__EXERCISE__
Pick out every line in the listing below that contains the string "vanity". Case counts.

▼

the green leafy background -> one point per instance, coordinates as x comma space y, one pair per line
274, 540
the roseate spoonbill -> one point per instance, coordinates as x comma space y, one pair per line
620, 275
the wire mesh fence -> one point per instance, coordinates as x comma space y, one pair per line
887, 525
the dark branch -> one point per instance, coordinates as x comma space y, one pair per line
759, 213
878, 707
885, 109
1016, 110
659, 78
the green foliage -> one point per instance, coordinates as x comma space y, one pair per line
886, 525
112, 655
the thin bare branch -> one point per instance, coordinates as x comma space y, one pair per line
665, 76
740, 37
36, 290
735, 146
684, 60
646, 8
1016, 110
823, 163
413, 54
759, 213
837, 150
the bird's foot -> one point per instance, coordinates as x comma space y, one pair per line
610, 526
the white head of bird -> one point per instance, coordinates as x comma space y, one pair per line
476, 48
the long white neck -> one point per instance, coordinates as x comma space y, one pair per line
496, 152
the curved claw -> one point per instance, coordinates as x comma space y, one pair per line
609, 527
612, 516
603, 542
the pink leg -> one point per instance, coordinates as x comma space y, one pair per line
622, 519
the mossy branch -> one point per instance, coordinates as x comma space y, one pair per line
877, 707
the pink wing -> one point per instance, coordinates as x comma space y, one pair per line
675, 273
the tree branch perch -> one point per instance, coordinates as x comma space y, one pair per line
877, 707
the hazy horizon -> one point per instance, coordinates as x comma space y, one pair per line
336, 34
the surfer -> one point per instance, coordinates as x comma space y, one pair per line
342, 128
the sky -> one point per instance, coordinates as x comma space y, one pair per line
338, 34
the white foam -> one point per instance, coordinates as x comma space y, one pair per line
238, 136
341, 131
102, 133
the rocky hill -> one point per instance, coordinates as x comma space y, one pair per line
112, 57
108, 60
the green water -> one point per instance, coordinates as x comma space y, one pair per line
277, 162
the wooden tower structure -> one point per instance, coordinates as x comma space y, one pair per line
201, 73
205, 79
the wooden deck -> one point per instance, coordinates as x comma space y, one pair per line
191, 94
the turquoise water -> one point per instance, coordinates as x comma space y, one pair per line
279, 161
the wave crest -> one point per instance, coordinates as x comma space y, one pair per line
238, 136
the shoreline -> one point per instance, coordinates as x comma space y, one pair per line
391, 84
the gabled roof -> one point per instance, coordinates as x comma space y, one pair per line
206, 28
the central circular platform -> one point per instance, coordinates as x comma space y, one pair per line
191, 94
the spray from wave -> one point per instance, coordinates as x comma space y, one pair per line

▲
▼

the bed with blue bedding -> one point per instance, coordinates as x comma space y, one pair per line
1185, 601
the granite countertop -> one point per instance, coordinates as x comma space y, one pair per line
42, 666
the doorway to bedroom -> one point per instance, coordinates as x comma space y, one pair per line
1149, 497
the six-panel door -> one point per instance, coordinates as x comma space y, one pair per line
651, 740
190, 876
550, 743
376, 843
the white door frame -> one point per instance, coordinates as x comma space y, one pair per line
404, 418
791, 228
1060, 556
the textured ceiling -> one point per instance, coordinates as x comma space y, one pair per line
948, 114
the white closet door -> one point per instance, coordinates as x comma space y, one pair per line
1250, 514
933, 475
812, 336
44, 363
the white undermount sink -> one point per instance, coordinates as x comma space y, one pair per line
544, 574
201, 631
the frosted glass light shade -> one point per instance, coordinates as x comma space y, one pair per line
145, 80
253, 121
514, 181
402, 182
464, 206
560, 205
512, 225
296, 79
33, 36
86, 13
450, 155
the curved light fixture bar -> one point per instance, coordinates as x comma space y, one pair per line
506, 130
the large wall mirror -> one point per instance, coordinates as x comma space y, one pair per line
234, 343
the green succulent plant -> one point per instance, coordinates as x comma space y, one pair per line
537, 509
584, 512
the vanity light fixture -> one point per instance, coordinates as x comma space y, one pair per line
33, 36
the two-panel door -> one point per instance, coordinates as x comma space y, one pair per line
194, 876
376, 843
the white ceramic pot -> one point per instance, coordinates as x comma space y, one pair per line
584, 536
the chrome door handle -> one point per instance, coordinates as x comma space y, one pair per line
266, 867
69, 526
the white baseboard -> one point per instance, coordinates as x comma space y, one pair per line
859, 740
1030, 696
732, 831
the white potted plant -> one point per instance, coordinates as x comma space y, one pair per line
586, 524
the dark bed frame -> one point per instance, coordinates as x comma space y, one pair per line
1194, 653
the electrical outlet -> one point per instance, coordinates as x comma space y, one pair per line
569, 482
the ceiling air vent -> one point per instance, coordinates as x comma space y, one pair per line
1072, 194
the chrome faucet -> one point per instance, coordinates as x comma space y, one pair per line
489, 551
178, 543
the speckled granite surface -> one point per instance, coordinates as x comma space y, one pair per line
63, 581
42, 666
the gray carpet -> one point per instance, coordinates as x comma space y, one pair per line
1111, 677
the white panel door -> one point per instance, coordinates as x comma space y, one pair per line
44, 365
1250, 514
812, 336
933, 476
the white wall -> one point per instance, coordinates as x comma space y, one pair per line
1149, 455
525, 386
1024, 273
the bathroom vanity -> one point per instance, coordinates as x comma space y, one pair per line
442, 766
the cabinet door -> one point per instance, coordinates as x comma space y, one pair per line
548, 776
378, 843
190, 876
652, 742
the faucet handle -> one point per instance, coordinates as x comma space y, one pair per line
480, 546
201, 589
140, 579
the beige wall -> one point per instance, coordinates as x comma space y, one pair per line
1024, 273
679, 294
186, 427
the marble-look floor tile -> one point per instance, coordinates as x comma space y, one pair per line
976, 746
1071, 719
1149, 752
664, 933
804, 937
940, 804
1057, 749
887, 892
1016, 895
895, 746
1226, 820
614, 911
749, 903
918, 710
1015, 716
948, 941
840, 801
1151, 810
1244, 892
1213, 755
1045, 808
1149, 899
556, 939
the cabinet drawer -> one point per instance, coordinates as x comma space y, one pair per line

▲

__WRITTEN ANSWER__
the vanity light fixture -> one point per instance, coordinates as x comma space y, one pair per line
the bathroom vanity -> one point per instance, coordinates as x comma space y, one pair per line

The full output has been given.